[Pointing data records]
------------------------------

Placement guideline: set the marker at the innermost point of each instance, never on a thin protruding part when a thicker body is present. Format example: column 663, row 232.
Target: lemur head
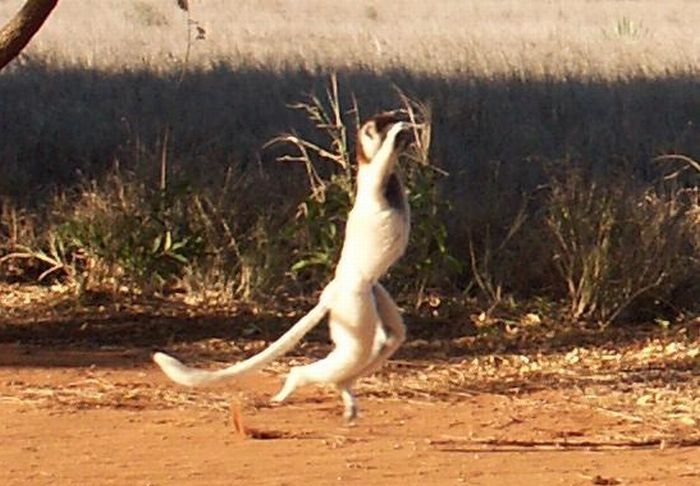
column 386, row 127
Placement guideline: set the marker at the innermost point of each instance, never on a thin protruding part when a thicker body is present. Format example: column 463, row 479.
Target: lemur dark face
column 375, row 131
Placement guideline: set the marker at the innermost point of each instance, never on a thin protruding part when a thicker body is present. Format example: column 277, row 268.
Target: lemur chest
column 376, row 236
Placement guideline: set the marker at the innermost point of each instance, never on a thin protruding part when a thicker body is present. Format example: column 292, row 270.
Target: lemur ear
column 368, row 142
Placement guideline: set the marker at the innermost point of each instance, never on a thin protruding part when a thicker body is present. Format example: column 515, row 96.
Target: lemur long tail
column 188, row 376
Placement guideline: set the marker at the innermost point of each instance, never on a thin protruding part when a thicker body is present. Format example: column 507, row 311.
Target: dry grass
column 607, row 38
column 519, row 90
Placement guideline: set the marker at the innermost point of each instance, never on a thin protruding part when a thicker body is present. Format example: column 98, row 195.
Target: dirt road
column 109, row 417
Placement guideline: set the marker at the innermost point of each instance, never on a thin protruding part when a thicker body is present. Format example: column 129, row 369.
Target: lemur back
column 366, row 326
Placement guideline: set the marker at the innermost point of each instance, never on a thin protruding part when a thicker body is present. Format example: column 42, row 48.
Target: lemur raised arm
column 365, row 325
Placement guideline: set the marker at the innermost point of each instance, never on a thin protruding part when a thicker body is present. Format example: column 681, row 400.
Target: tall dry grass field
column 541, row 110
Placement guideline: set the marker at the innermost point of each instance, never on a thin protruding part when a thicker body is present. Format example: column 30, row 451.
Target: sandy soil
column 109, row 417
column 81, row 403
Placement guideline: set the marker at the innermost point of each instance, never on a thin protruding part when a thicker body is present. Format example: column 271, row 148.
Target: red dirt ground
column 84, row 423
column 81, row 403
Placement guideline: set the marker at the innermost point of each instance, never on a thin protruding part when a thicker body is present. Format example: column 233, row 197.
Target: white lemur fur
column 365, row 324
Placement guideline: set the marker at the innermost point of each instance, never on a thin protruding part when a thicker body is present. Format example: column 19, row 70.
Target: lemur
column 365, row 324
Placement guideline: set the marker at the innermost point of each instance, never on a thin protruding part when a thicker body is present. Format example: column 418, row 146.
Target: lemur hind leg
column 353, row 322
column 393, row 323
column 385, row 345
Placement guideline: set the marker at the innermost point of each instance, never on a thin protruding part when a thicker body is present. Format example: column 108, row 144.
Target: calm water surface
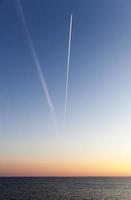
column 65, row 188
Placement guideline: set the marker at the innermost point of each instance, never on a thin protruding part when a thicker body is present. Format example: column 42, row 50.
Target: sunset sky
column 96, row 138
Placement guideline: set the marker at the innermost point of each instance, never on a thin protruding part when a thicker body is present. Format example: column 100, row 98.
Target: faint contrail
column 37, row 63
column 68, row 68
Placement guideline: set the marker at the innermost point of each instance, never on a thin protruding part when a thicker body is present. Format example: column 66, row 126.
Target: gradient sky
column 97, row 137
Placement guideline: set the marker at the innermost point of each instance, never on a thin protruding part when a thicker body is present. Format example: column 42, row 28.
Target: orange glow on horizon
column 64, row 169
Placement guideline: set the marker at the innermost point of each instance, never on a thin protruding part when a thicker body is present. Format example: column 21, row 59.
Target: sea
column 65, row 188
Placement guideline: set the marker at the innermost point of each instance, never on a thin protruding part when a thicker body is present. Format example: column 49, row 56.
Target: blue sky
column 99, row 96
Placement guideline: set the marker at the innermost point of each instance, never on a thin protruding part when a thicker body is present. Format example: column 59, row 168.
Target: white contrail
column 68, row 68
column 37, row 63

------------------------------

Requirements. Please output the lines of data between the line holding "292, row 270." and the line holding "column 365, row 325", inclusive, as a numbered list with blank lines omitted.

Result for this task.
1. Placement guideline: set the marker at the innermost point of each instance, never on a thin protruding part when a thicker body is present. Format example: column 292, row 270.
2. Target: lemur ear
3. column 368, row 142
4. Placement guideline: set the marker at the innermost point of each instance, never on a thin protruding part when a thicker body is present. Format example: column 515, row 96.
5. Target: lemur long tail
6. column 188, row 376
7. Placement guideline: set the marker at the innermost point of each instance, never on a thin protruding part when a thicker body is present. Format example: column 507, row 311.
8. Target: dry grass
9. column 607, row 38
10. column 519, row 90
11. Placement guideline: set the marker at the innermost point of each instance, never on a thin protruding part when a thicker body is present. Format example: column 98, row 195.
12. Target: dirt road
13. column 109, row 417
14. Placement guideline: set the marker at the innermost point of each instance, never on a thin protruding part when a thicker body is present. Format example: column 129, row 369.
15. Target: lemur back
16. column 366, row 326
17. Placement guideline: set the marker at the innermost point of each instance, never on a thin protruding part when a thicker body is present. Format example: column 42, row 48.
18. Target: lemur raised arm
19. column 365, row 325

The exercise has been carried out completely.